__WHAT IS REQUIRED__. Reproduce each record below exactly as written.

__PROVIDED MATERIAL__.
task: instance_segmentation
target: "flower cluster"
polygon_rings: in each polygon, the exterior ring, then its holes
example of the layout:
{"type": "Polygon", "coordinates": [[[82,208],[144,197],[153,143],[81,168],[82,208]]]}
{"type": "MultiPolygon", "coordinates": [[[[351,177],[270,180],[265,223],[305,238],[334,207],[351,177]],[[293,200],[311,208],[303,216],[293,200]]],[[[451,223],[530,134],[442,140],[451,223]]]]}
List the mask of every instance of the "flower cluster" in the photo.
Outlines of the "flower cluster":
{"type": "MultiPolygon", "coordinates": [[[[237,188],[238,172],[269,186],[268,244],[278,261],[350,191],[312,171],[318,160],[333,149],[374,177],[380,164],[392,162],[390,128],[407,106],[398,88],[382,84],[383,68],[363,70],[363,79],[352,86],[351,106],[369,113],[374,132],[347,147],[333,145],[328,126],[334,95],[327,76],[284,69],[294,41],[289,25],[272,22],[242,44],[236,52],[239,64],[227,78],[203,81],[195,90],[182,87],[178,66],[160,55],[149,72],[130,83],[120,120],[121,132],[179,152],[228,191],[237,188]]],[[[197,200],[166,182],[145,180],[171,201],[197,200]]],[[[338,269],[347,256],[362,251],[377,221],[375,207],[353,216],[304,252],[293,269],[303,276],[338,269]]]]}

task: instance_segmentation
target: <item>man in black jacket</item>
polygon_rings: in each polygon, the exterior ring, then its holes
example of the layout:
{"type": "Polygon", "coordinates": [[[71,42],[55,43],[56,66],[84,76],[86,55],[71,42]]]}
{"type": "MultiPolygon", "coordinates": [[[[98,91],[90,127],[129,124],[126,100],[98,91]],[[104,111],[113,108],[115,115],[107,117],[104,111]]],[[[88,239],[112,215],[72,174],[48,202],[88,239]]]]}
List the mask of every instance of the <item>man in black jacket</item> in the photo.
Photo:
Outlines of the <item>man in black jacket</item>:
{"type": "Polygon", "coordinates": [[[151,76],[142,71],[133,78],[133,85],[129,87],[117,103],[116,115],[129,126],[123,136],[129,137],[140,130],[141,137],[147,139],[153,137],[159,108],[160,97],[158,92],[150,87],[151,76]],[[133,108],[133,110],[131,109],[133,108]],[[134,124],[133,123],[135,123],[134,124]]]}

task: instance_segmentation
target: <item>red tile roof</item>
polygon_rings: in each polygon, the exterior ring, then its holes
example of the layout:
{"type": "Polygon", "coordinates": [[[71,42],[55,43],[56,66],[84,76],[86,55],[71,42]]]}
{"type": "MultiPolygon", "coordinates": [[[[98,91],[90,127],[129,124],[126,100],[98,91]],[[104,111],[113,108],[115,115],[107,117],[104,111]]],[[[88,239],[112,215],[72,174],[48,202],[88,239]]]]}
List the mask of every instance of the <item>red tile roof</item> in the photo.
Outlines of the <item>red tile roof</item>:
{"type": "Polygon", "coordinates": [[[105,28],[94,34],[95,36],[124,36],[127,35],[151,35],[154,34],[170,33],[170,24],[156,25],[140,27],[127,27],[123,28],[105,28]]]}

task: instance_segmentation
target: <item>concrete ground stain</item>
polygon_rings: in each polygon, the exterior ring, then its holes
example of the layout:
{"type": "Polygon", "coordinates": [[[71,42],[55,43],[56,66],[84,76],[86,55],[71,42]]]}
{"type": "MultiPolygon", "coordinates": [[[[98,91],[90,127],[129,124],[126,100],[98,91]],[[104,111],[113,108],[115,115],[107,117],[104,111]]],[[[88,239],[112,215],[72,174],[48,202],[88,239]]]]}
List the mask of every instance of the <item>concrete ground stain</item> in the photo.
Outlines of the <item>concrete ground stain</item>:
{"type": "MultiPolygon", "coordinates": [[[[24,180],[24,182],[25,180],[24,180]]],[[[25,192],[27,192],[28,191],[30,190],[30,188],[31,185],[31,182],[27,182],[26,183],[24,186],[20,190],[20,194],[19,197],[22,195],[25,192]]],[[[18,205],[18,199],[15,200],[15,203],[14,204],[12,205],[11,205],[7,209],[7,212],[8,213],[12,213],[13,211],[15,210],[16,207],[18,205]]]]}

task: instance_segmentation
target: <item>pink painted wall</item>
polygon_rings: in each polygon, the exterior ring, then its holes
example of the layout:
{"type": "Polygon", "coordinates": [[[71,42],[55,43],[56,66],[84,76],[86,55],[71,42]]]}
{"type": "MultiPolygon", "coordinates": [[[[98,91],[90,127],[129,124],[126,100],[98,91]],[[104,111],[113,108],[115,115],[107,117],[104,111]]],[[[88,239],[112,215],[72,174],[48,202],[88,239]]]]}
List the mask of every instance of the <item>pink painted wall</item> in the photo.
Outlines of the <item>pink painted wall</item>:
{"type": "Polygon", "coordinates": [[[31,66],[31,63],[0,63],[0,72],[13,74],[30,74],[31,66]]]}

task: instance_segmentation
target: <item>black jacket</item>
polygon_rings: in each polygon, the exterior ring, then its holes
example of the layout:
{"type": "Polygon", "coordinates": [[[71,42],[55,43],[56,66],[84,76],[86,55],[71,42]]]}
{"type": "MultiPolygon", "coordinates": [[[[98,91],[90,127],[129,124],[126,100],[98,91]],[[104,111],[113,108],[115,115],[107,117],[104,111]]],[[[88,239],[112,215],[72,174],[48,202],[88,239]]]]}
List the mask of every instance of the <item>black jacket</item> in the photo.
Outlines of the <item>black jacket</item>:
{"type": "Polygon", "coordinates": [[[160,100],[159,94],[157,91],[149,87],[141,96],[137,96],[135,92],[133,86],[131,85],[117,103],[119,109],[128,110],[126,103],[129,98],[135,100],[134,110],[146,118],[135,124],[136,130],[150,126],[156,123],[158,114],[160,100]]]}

__SOLUTION TO THIS EXERCISE__.
task: instance_segmentation
target: "flower cluster"
polygon_rings: in each polygon, the exterior ring, then its holes
example of the layout:
{"type": "Polygon", "coordinates": [[[82,208],[144,197],[153,143],[81,168],[82,208]]]}
{"type": "MultiPolygon", "coordinates": [[[[351,177],[270,180],[265,223],[305,238],[334,207],[351,177]],[[293,200],[311,208],[303,216],[293,200]]],[[[451,223],[530,134],[442,140],[451,223]]]]}
List the mask of every instance of the "flower cluster" in the photo.
Outlines of the "flower cluster":
{"type": "MultiPolygon", "coordinates": [[[[237,188],[238,172],[269,186],[268,244],[278,261],[350,191],[312,171],[318,160],[333,149],[374,177],[380,164],[392,162],[390,128],[407,106],[398,88],[382,84],[383,68],[363,70],[363,79],[352,86],[351,106],[369,113],[374,132],[347,147],[333,145],[328,126],[334,95],[327,76],[284,69],[294,41],[289,25],[272,22],[242,44],[236,52],[239,64],[227,78],[203,81],[195,90],[182,87],[178,66],[160,55],[149,72],[130,83],[120,120],[121,132],[179,152],[228,191],[237,188]]],[[[197,200],[166,182],[145,180],[171,201],[197,200]]],[[[338,269],[347,256],[362,251],[377,221],[375,207],[353,216],[304,252],[293,269],[303,276],[338,269]]]]}

task: instance_segmentation
target: <item>man in black jacket</item>
polygon_rings: in each polygon, the exterior ring, then its holes
example of the layout:
{"type": "Polygon", "coordinates": [[[71,42],[55,43],[56,66],[84,76],[86,55],[71,42]]]}
{"type": "MultiPolygon", "coordinates": [[[[98,91],[90,127],[129,124],[126,100],[98,91]],[[104,111],[113,108],[115,115],[107,117],[104,111]]],[[[88,239],[112,215],[72,174],[48,202],[88,239]]]]}
List the mask of every instance of the <item>man in black jacket</item> in the photo.
Photo:
Outlines of the <item>man in black jacket</item>:
{"type": "Polygon", "coordinates": [[[151,76],[142,71],[133,78],[133,85],[129,87],[117,103],[116,115],[129,126],[123,136],[129,137],[140,130],[141,137],[147,139],[153,137],[159,108],[160,97],[158,92],[150,87],[151,76]],[[133,108],[133,110],[131,109],[133,108]],[[134,124],[133,123],[135,123],[134,124]]]}

task: instance_segmentation
target: <item>red tile roof</item>
polygon_rings: in each polygon, the exterior ring, then its holes
example of the layout:
{"type": "Polygon", "coordinates": [[[71,42],[55,43],[56,66],[84,76],[86,55],[71,42]]]}
{"type": "MultiPolygon", "coordinates": [[[[98,91],[90,127],[129,124],[126,100],[98,91]],[[104,111],[113,108],[115,115],[107,117],[104,111]]],[[[88,239],[112,215],[72,174],[48,202],[88,239]]]]}
List the mask of every instance of the <item>red tile roof</item> in the photo.
Outlines of the <item>red tile roof</item>:
{"type": "Polygon", "coordinates": [[[105,28],[94,34],[95,36],[124,36],[127,35],[151,35],[154,34],[170,33],[170,24],[156,25],[140,27],[127,27],[123,28],[105,28]]]}

task: instance_segmentation
target: <item>concrete ground stain</item>
polygon_rings: in each polygon, the exterior ring, then its holes
example of the layout:
{"type": "Polygon", "coordinates": [[[71,42],[55,43],[56,66],[84,76],[86,55],[71,42]]]}
{"type": "MultiPolygon", "coordinates": [[[[98,91],[90,127],[129,124],[126,100],[98,91]],[[104,111],[113,108],[115,115],[107,117],[104,111]]],[[[88,239],[112,215],[72,174],[48,202],[88,239]]]]}
List the mask of every instance of the <item>concrete ground stain</item> in the photo.
Outlines of the <item>concrete ground stain</item>:
{"type": "MultiPolygon", "coordinates": [[[[24,180],[24,182],[25,180],[24,180]]],[[[25,192],[27,192],[28,191],[30,190],[30,188],[31,185],[31,182],[27,182],[26,183],[24,186],[20,190],[20,194],[19,197],[22,195],[25,192]]],[[[18,205],[18,199],[15,200],[15,203],[14,204],[12,205],[11,205],[7,209],[7,212],[8,213],[12,213],[13,211],[15,210],[16,207],[18,205]]]]}

task: instance_segmentation
target: <item>pink painted wall</item>
polygon_rings: in each polygon, the exterior ring, then its holes
example of the layout:
{"type": "Polygon", "coordinates": [[[71,42],[55,43],[56,66],[84,76],[86,55],[71,42]]]}
{"type": "MultiPolygon", "coordinates": [[[[98,91],[90,127],[129,124],[126,100],[98,91]],[[104,111],[113,108],[115,115],[107,117],[104,111]]],[[[88,239],[112,215],[72,174],[48,202],[88,239]]]]}
List the mask of every instance of the <item>pink painted wall</item> in the photo.
Outlines of the <item>pink painted wall</item>:
{"type": "Polygon", "coordinates": [[[31,66],[31,63],[0,63],[0,72],[13,74],[30,74],[31,66]]]}

task: instance_segmentation
target: <item>black jacket</item>
polygon_rings: in each polygon, the exterior ring, then its holes
example of the layout:
{"type": "Polygon", "coordinates": [[[71,42],[55,43],[56,66],[84,76],[86,55],[71,42]]]}
{"type": "MultiPolygon", "coordinates": [[[[98,91],[90,127],[129,124],[126,100],[98,91]],[[104,111],[113,108],[115,115],[107,117],[104,111]]],[[[88,239],[112,215],[72,174],[48,202],[88,239]]]]}
List the mask of every instance of the <item>black jacket</item> in the photo.
Outlines of the <item>black jacket</item>:
{"type": "Polygon", "coordinates": [[[160,100],[159,94],[157,91],[149,87],[141,96],[137,96],[135,92],[133,86],[131,85],[117,103],[119,109],[128,110],[126,103],[129,98],[135,100],[134,110],[146,118],[135,124],[136,130],[150,126],[156,123],[158,114],[160,100]]]}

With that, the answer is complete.